● JOB: From the first line of the items through the line containing "[[179, 122]]", swap "dry plant stalk" for "withered stem" and write those lines out again with nothing else changed.

● Recorded data:
————————
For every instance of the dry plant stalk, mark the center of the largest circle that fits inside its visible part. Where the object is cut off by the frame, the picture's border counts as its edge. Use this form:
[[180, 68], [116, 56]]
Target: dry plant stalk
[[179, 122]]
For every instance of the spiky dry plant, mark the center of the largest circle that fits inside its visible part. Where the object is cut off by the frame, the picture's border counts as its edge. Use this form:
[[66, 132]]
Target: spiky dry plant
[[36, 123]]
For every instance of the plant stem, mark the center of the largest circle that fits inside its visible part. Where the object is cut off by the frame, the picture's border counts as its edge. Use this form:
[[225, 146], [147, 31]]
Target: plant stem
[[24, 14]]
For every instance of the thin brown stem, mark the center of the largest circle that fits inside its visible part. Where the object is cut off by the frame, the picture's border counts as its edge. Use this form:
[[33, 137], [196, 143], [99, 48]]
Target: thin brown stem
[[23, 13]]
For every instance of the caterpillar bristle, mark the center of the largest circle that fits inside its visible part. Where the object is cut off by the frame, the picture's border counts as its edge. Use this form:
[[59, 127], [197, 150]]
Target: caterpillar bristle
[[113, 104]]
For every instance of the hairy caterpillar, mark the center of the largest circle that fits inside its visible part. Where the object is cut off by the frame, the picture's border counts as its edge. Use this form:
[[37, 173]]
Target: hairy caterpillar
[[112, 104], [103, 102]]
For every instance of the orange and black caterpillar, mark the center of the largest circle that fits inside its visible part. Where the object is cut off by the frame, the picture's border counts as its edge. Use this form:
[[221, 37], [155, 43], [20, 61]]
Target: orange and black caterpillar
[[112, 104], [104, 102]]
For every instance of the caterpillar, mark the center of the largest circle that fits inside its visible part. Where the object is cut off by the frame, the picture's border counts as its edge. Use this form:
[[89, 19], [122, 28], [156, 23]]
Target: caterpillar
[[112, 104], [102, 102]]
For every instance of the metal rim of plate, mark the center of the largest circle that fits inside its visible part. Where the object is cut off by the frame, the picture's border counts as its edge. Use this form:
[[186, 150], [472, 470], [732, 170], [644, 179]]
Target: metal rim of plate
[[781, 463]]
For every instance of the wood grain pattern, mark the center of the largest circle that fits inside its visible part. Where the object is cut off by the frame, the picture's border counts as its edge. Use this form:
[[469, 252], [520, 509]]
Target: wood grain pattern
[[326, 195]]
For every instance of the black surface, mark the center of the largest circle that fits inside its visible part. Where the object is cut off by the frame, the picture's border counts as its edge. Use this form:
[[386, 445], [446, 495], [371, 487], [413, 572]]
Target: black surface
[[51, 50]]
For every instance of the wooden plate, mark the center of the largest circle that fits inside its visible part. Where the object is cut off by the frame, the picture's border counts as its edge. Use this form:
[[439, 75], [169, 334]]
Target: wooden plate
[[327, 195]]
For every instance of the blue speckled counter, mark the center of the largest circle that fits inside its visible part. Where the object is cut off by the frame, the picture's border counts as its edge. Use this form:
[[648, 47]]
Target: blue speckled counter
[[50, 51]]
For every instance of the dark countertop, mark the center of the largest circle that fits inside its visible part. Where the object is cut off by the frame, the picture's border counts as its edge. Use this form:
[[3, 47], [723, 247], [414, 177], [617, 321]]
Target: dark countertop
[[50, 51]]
————————
● CORRECT OUTPUT:
For every instance of the withered stem, mark the center of the largest circle that fits inside its visible part. Where the object is cut off by the frame, the picture's border counts as its edge. Use this form:
[[180, 68], [116, 56]]
Target: withered stem
[[179, 122]]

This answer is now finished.